Document excerpt:
- Opening Delimiter -
Bellevue Man pleads not guilty after confessing to killing wife with hatchet | UPDATE

A 71-year-old Bellevue man confessed to murdering his wife with a hatchet in their Lake Hills neighborhood home on Wednesday.

UPDATE | A 71-year-old Bellevue man pleaded not guilty to murder charges Tuesday after he confessed to killing his wife with a hatchet last month.

Prosecutors say that James W. Schumacher killed his wife Jean sometime between March 19 and 21. He intended to flee the area before eventually turning himself in.

Schumacher will next be in court April 25, for a case setting hearing.

Original story is below

Prosecutors filed first-degree murder charges against a 71-year-old man who confessed to killing his wife with a hatchet last week.

James W. Schumacher turned himself in to Bellevue police at City Hall Friday afternoon, two days after the incident took place.

Schumacher will be arraigned April 10 at 8:30 a.m. at the King County Courthouse. Prosecutors asked that his $1 million bail be doubled.

After his confession, police drove to the Lake Hills home located at the 100 block of 159 Avenue Southeast where a deceased 71-year-old female, Schumacher’s wife Jean, was found.

Schumacher said he killed his wife Wednesday morning in her room, before closing and locking the door. According to court documents, Schumacher and his wife got into an argument the night before, and she threatened to divorce him. She retreated to her bedroom, and locked the door.

Schumacher told detectives he stayed up all night, pacing in his separate bedroom, stewing over the argument. In the morning, he went to the garage and took a hatchet. He broke into her bedroom using a nail, according to court documents, and then hit her in the head six times while she slept. He told detectives he then placed the body under her bed, where it remained for the next two days.

Schumacher said his original intention was to scare his wife, but when he entered the room he attacked her. He hid his bloody clothes in the closet, and contemplated leaving town or committing suicide.
- Closing Delimiter -
Records taken from a dataset
- Opening Delimiter -
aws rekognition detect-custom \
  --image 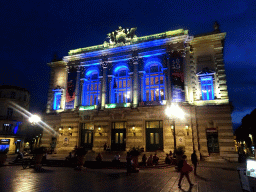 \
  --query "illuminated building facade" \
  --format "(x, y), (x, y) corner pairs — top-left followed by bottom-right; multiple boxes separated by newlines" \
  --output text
- Closing Delimiter -
Problems to solve:
• a. Repeat everything in the Bellevue murder article from "UPDATE | A 71-year-old" down to "case setting hearing.".
• b. For each statement, say yes or no on whether it agrees with the Bellevue murder article, and quote the words that decide it. (i) Schumacher turned himself in to police at City Hall on a Friday afternoon. (ii) Prosecutors asked for Schumacher's bail to be reduced. (iii) Schumacher placed his wife's body in the garage.
The listing above was drawn from a separate source and is unrelated to the Bellevue murder article.

Answers by item number:
• a.
UPDATE | A 71-year-old Bellevue man pleaded not guilty to murder charges Tuesday after he confessed to killing his wife with a hatchet last month.

Prosecutors say that James W. Schumacher killed his wife Jean sometime between March 19 and 21. He intended to flee the area before eventually turning himself in.

Schumacher will next be in court April 25, for a case setting hearing.

• b.
(i) Yes: "James W. Schumacher turned himself in to Bellevue police at City Hall Friday afternoon"
(ii) No: "Prosecutors asked that his $1 million bail be doubled."
(iii) No: "He told detectives he then placed the body under her bed, where it remained for the next two days."